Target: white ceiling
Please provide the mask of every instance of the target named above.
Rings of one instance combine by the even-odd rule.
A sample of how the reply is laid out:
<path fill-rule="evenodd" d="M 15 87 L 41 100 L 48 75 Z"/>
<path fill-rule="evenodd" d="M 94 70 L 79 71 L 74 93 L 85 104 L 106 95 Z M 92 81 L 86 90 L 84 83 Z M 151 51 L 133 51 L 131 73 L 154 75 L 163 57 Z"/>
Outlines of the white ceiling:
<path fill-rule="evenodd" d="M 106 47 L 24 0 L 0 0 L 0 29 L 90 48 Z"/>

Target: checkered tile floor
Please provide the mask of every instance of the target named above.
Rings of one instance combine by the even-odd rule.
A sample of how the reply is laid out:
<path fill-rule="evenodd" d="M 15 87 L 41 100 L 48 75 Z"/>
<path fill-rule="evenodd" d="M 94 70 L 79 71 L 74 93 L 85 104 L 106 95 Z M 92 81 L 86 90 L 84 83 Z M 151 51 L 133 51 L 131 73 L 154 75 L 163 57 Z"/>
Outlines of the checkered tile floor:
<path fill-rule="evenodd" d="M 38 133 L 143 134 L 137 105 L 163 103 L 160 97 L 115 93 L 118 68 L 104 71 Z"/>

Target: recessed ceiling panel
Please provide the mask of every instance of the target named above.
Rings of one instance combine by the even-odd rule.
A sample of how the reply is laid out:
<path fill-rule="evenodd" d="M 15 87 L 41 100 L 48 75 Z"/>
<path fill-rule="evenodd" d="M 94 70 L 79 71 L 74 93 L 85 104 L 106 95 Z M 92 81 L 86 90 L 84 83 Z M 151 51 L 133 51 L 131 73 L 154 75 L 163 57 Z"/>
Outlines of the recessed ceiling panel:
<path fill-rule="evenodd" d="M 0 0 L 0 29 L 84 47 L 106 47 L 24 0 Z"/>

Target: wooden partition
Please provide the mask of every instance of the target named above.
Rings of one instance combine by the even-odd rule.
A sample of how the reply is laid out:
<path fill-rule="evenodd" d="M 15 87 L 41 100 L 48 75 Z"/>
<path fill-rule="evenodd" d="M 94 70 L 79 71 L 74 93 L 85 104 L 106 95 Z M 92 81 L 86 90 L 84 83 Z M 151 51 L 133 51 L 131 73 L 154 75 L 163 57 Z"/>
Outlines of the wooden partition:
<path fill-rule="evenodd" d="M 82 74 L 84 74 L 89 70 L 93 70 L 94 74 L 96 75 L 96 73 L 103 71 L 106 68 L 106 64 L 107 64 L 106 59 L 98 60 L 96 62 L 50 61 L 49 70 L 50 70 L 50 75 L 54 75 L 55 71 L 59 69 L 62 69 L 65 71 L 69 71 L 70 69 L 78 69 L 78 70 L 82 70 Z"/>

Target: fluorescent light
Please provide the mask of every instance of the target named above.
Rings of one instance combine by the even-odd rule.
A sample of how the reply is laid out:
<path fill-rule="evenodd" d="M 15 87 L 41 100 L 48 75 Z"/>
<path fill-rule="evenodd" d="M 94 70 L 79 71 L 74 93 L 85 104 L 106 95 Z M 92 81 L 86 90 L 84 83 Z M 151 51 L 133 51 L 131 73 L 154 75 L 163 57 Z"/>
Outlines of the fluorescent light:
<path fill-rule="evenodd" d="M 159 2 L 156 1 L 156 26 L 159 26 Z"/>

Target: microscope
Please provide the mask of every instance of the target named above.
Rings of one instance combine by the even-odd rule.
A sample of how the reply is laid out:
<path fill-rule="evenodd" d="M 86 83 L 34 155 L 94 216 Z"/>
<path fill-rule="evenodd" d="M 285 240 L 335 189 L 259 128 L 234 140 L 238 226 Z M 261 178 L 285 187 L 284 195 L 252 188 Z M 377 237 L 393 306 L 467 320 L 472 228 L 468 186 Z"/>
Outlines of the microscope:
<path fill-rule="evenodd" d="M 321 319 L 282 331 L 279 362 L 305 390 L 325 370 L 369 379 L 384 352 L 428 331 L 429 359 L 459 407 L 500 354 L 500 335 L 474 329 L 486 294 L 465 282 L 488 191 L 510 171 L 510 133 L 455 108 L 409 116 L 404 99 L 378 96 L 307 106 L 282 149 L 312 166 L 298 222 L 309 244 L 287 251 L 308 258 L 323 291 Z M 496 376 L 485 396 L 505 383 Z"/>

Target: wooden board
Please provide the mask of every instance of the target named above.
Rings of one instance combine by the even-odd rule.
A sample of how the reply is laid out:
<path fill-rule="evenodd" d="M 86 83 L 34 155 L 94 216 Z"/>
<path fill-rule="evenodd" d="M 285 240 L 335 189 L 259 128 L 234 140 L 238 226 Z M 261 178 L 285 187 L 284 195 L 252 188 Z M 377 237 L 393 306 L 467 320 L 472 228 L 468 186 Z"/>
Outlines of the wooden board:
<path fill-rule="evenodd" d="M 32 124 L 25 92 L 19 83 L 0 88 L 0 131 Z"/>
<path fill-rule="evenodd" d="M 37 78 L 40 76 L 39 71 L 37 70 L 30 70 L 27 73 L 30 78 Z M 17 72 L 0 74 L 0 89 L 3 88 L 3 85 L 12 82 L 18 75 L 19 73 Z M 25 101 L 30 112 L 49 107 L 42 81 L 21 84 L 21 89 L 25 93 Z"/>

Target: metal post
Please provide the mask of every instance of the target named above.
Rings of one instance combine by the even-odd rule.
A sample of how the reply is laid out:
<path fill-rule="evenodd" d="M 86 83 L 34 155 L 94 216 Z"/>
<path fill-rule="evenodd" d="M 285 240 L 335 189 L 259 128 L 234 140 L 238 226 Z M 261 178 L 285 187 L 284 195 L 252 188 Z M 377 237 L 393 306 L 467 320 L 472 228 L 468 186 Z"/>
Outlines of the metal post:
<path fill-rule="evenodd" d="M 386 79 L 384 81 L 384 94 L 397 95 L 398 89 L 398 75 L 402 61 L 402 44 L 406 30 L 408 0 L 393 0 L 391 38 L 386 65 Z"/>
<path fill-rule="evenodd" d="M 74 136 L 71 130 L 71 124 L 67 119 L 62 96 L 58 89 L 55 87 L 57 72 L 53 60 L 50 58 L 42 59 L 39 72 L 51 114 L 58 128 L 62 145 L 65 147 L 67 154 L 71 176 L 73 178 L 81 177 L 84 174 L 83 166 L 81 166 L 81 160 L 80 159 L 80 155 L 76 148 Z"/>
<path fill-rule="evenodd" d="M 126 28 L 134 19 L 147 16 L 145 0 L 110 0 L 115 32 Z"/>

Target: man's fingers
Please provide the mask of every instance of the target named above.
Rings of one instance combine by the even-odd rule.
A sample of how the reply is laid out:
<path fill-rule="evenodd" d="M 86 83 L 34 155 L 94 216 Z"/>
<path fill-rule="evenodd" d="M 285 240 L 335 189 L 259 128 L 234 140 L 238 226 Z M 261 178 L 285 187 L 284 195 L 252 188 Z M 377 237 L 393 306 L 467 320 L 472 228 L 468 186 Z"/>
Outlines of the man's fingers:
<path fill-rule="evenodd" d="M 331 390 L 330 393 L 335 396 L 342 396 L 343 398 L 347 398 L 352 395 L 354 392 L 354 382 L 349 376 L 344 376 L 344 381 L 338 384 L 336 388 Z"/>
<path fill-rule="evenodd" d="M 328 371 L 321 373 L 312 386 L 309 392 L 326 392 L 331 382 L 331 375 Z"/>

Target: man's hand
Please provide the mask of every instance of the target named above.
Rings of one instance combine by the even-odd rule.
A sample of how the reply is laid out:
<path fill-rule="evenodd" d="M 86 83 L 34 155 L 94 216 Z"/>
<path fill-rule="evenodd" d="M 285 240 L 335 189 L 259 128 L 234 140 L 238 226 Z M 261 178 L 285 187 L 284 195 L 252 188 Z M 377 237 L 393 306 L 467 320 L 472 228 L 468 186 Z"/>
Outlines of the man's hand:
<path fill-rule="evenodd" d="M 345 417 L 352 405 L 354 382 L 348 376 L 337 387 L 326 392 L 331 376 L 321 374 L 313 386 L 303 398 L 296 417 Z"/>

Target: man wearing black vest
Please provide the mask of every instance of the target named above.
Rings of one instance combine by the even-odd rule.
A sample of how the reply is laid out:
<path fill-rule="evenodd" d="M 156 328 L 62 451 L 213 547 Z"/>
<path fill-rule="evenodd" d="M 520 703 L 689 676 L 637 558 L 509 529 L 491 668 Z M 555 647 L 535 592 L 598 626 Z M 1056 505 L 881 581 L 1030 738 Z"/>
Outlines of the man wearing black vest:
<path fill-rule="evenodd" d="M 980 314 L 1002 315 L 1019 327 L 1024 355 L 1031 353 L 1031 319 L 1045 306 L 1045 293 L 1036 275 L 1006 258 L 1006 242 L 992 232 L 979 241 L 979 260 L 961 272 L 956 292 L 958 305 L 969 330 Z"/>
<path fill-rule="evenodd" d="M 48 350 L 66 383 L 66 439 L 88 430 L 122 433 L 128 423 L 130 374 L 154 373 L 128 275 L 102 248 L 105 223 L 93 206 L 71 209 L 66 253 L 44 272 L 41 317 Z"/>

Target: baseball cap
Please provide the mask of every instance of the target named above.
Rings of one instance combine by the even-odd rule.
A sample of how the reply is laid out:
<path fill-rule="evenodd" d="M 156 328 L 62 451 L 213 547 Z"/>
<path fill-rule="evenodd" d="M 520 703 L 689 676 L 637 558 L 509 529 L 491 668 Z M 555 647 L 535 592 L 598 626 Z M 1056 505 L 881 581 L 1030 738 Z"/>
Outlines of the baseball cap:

+ + + +

Task goal:
Rewrite the items from the very first line through the line containing "47 L 24 0 L", putting "pale ceiling" wherever "white ceiling" appears and changing nothing else.

Solution to the exercise:
Target: pale ceiling
Please provide the mask of every instance of the target named above.
Rings of one instance combine by the even-odd rule.
A sample of how the reply is laid out:
<path fill-rule="evenodd" d="M 15 87 L 41 100 L 48 75 Z"/>
<path fill-rule="evenodd" d="M 94 70 L 79 71 L 74 93 L 85 104 L 106 95 Z M 92 81 L 86 90 L 84 83 Z M 151 51 L 133 51 L 131 73 L 154 75 L 163 57 Z"/>
Outlines of the pale ceiling:
<path fill-rule="evenodd" d="M 106 47 L 24 0 L 0 0 L 0 29 L 90 48 Z"/>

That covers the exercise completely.